### Selected passage
# MERIT Insecticide?



## CityUF (Feb 24, 2003)

Has anyone used MERIT granular? I have too much area to spray but granular can be applied much quicker.

Does it really stop JAP Beetles in the ground and systemically?


----------



## Stump Man (Feb 25, 2003)

*Merit Insecticide*

Do you know what the active ingredient is? I think I have used something like that.


----------



## CityUF (Feb 25, 2003)

Imidacloprid is the active ingredient. This stuff is supposed to be nice because of the low use rate. 

1/10th of Merit is comparable to Orthene or Sevin... I think

It's made by Bayer


----------



## John Paul Sanborn (Feb 25, 2003)

I've used Merit as a soil drench, and know some companies who swear by it for grub control. If I understand it right it interupts the molt cycle of the grub.


----------



## phasthound (Feb 27, 2003)

*Merit*

I have a lot of experiance with Merit WSP (not granular). It works wonders as a soil injection for Jap. Beetle, Birch leaf miners, Bronze birch borer, Holly leaf miners, White flies and Lacebugs. It may take a month or two for uptake to be complete. Foliar sprays are not as effective as soil injections. It is an expensive product if not used properly. I have found (as have others) that using Merit to control Hemlock Woolley Adegid can cause mite outbreaks.


----------



## CityUF (Feb 28, 2003)

### Extracted information
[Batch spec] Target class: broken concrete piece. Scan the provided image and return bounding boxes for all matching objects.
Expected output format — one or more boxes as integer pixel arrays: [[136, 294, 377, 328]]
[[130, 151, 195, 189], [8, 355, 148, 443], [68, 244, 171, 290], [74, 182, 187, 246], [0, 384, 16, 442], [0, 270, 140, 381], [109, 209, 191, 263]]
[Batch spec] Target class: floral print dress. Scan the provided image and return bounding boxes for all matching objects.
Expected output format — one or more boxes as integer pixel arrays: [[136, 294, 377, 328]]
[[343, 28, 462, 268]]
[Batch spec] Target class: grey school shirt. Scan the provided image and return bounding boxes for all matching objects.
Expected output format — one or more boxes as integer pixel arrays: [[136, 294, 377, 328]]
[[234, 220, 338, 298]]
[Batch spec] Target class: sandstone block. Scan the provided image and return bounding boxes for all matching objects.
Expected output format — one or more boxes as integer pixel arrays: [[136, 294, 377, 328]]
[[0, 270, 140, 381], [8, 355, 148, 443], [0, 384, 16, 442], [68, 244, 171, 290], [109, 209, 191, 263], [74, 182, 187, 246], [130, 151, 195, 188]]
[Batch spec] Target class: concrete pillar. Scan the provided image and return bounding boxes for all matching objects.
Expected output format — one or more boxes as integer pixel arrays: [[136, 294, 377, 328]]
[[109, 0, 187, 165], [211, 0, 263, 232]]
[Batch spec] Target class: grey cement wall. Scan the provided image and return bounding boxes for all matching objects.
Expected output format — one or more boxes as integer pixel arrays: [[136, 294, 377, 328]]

### Task instructions
A) Answer these questions from the Merit insecticide thread.
(i) What is the active ingredient in Merit?
(ii) Which company makes Merit?
(iii) According to the post about Merit WSP, how long may it take for uptake to be complete?
B) Carry on the Merit insecticide thread from its final line.

### Response list
A)
(i) Imidacloprid.
(ii) Bayer.
(iii) A month or two.

B)
I don't have the equipment for soil injection or large scale foliar spray... thats why I was thinking of granular. 

Might I be able to use a soil probe and a small measuring tool?

Should I soil drench from a 200 gallon water tank I have? 

My main concern is JAP Beetles... whiteflies, aphids, and scale are next on the list. I don't think scale is affected by MERIT but Orthene works on them if the timing is right

I guess any systemic is fine I just am looking into MERIT... I would prefer granular


----------



## phasthound (Feb 28, 2003)

You don't need large scale equipment to inject Merit. You can use a Koritz gun which is a self contained unit capable of holding enough mixed material for most applications. It will also deliver the precise measurement required. 
Merit is also in a chemical class by itself. If used properly, you will get outstanding results. One application in early Spring will last a year.
No, I am not a sales Rep. for Bayer.


----------



## Toddppm (Feb 28, 2003)

I've used it to treat lawn areas a few times and it reduced the numbers but they still fly in from neighbors. Have no idea if it's systemic to the grub itself you mean? As far as soil drench you don't need any tools but a bucket and shovel. You can mound up the dirt around the base of a tree to from a berm and pour your mix around and let it soak in.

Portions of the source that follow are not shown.